--- start ---
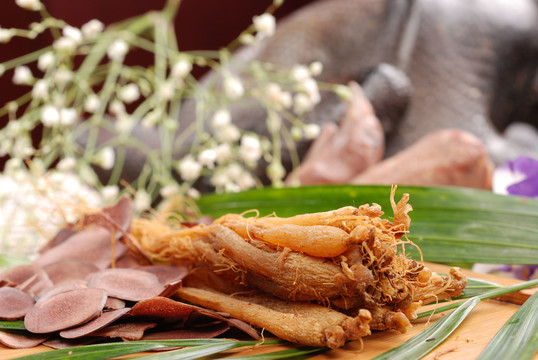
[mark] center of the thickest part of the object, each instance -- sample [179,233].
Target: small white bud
[22,75]
[250,149]
[65,44]
[228,134]
[300,73]
[302,104]
[63,76]
[6,35]
[117,50]
[316,68]
[189,169]
[223,153]
[68,116]
[233,88]
[41,89]
[92,28]
[72,33]
[265,25]
[311,131]
[181,68]
[168,191]
[110,193]
[92,103]
[207,158]
[67,164]
[50,116]
[129,93]
[221,118]
[106,158]
[142,201]
[45,61]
--- end ---
Convert the lines above into a Markdown table with two columns, No. and Line, one row per line, skipping blank lines and leaving the pictures out.

◆ **Problem solution**
| No. | Line |
|---|---|
| 1 | [mark] center of the thickest part of the object, each instance -- sample [179,233]. |
| 2 | Target: small white bud |
| 3 | [22,75] |
| 4 | [250,149] |
| 5 | [65,44] |
| 6 | [228,134] |
| 7 | [300,73] |
| 8 | [302,104] |
| 9 | [63,76] |
| 10 | [6,35] |
| 11 | [117,50] |
| 12 | [316,68] |
| 13 | [189,169] |
| 14 | [223,153] |
| 15 | [68,116] |
| 16 | [233,88] |
| 17 | [41,89] |
| 18 | [92,28] |
| 19 | [72,33] |
| 20 | [265,25] |
| 21 | [311,131] |
| 22 | [181,68] |
| 23 | [168,191] |
| 24 | [110,193] |
| 25 | [92,103] |
| 26 | [207,158] |
| 27 | [67,164] |
| 28 | [50,116] |
| 29 | [129,93] |
| 30 | [221,118] |
| 31 | [106,158] |
| 32 | [142,201] |
| 33 | [45,61] |